→ **Entries shown**
**********
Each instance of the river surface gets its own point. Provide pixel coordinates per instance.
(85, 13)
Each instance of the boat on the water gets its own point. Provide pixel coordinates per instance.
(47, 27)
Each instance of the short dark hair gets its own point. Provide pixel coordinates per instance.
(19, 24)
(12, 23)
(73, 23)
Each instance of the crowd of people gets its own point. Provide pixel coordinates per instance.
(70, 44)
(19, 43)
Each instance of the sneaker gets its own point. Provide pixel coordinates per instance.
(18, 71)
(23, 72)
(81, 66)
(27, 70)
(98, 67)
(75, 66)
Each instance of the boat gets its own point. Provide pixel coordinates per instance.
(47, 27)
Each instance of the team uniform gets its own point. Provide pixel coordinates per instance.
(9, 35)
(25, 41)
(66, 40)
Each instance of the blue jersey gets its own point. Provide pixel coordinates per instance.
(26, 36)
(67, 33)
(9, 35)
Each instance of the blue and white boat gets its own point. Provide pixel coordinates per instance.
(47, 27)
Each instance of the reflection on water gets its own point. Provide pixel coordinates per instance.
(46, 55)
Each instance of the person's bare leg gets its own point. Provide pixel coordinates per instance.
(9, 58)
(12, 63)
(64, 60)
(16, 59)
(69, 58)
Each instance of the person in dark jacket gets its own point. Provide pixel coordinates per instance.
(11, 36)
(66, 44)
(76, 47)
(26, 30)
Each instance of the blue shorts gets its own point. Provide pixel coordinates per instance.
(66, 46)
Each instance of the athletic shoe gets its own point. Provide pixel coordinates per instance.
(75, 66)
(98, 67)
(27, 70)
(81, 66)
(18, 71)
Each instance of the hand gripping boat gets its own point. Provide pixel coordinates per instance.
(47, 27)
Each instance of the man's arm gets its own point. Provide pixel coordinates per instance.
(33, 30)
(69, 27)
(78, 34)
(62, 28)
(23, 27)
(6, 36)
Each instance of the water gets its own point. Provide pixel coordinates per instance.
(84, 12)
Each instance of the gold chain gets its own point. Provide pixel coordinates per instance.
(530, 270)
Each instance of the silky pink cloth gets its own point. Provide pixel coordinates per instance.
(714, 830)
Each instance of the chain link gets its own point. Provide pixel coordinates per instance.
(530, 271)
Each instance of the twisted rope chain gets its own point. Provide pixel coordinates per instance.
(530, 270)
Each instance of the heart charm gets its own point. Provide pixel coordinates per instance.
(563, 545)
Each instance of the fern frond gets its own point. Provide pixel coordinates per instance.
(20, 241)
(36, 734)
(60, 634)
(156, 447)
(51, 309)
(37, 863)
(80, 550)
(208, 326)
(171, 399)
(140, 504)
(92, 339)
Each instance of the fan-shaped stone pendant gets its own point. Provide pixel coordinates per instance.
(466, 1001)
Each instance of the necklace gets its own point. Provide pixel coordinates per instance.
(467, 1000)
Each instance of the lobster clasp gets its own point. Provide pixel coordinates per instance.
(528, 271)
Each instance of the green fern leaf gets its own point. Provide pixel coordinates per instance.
**********
After locating the line with "Each instance of the necklace", output that line and every later one exactly, through the end of the entries above.

Each instance of the necklace gets its own point. Provide pixel coordinates per instance.
(467, 1000)
Each instance of the lobster clasp gets its own point. Provide pixel coordinates per instance.
(528, 271)
Each instance of the green fern leaf gets its own point. Provide pixel coordinates per instance.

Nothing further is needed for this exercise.